### 課題文:
僕は、だれとでも仲良くなれる人になりたいと子どものころから思っていた。というより誰からも嫌われたくないという気持ちが強かったのだろう。そこで数年前からイスラエルとパレスチナの若者たちの平和交流プロジェクトのお手伝いをして、イスラエル人とパレスチナ人両方の友達を作りたいとひそかに考えていた。僕は、25年前にパレスチナに住んでいたから、パレスチナ人の友達は少なからずいたけれど、敵対するイスラエル人の友達などできるはずがなかった。イスラエル政府にとっては、僕は、パレスチナを支援するとんでもない「テロ」リストのようなものとして扱われた。それでも、だれとでも仲良くなりたい僕は、イスラエル人の友達が欲しかったのである。

### 検討資料:
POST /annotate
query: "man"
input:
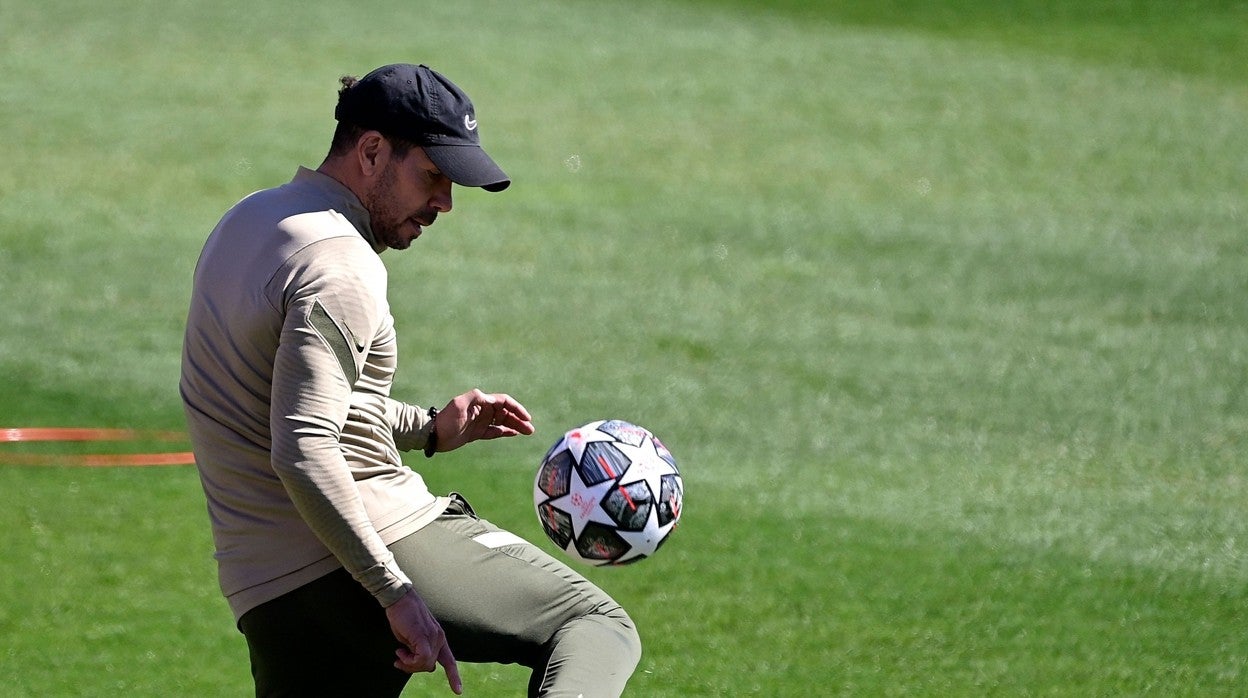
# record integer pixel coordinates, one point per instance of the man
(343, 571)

--

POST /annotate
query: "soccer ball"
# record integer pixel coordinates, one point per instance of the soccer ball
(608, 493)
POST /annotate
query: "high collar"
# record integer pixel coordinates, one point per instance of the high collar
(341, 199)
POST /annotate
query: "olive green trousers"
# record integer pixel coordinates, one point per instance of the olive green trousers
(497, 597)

### 作業内容:
イスラエル人の友達が欲しかったという文章を、最後の一文の後から引き継いで書き進めてください。 資料は使わなくてかまいません。

### 解答欄:
昨年の夏。日本にイスラエルとパレスチナの若者がやってきた。パレスチナ人は、いかに自分たちの人権が抑圧されているのかを訴えたかったが、イスラエル人は、そんなことは聞きたくなかった。せっかく仲良くしようとしているのに、パレスチナ人が文句を言って場を乱している。おそらくはそんな風な雰囲気が漂ってしまい、対話がほとんど成立せず後味の悪い終わり方をしたらしい。
まず、イスラエル側の問題として、政治が安定しない。「民主的な」イスラエルは、選挙で過半数を取りきる政党がもはや存在せず、ネタニヤフ政権は、極右の政党と連立を組まざるを得ず、パレスチナ人の弾圧を強化していた。すでに5000人のパレスチナ人が逮捕され裁判もなく拘留されて、時には拷問をうけていた。日本の報道でも、パレスチナ人の犠牲者は過去最大になっていると報道していた。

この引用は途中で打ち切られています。